Input data Start Marker
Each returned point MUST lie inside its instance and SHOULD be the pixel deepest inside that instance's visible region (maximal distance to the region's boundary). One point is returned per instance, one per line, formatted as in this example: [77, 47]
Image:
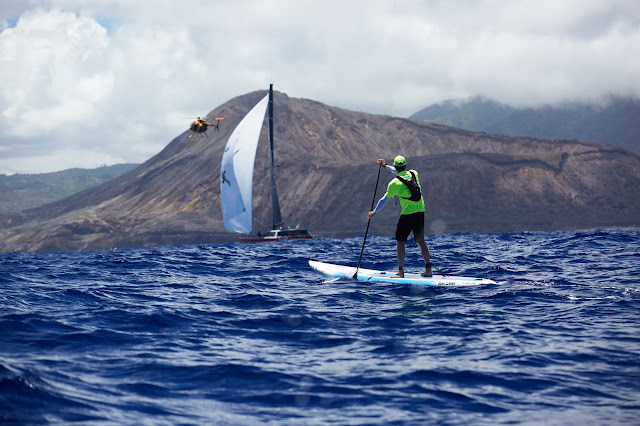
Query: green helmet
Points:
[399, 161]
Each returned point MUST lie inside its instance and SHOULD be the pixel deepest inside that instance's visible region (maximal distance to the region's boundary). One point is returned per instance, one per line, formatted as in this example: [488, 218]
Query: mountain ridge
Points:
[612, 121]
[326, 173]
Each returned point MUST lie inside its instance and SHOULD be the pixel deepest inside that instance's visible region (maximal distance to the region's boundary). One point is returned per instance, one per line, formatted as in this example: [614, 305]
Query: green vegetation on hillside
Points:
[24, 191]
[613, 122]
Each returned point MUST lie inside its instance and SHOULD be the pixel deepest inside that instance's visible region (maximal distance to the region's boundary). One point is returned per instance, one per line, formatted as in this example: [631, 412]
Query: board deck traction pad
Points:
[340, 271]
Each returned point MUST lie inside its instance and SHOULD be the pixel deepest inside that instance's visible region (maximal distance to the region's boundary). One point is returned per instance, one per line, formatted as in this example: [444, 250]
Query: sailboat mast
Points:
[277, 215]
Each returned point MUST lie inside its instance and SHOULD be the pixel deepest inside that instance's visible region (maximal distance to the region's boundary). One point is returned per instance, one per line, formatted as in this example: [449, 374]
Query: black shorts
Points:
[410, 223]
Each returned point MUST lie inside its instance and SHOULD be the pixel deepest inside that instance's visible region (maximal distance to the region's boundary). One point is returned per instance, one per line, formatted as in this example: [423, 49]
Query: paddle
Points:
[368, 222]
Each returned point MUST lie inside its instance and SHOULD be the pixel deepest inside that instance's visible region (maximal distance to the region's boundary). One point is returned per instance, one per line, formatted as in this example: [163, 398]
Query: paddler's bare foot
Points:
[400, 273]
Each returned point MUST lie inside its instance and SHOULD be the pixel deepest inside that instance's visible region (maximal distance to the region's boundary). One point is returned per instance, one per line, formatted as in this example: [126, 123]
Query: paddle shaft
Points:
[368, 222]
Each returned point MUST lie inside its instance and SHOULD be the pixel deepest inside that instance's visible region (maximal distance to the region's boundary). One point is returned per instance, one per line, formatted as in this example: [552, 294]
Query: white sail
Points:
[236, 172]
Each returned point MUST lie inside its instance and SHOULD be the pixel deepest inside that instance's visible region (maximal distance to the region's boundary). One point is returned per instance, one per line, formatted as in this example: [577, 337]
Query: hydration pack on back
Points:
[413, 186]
Input data End Marker
Input data Start Marker
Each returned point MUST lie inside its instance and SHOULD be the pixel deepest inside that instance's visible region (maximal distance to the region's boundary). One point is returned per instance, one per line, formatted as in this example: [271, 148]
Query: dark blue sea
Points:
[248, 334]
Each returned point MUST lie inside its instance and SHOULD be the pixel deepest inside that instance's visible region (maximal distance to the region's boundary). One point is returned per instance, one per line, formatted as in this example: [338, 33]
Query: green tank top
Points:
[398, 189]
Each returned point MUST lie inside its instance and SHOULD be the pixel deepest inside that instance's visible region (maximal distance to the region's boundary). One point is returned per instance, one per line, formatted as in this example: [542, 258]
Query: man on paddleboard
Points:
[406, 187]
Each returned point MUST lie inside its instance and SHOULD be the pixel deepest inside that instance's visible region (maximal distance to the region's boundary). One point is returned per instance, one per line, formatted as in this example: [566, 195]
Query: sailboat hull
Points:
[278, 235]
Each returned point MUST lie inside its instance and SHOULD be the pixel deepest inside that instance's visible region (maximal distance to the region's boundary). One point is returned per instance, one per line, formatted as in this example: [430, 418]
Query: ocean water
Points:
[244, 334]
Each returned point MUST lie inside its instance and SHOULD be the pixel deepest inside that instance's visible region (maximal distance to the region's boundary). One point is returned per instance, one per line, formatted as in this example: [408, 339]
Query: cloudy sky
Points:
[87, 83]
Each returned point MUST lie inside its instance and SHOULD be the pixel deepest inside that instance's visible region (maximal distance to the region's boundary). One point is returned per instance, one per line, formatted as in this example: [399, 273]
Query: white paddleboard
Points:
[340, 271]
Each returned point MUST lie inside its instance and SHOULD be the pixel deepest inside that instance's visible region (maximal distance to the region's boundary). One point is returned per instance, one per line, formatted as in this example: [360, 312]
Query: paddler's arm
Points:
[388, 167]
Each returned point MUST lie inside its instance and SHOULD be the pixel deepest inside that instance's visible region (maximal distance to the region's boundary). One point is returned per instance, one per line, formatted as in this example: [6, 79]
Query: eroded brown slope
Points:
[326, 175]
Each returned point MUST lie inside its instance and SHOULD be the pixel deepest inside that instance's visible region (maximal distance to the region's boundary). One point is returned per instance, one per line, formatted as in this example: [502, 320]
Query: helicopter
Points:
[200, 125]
Input data End Marker
## [Your objective]
Scan the entries above and show each line that contains the word "paddler".

## [Written solution]
Query: paddler's bare foot
Query: paddler's arm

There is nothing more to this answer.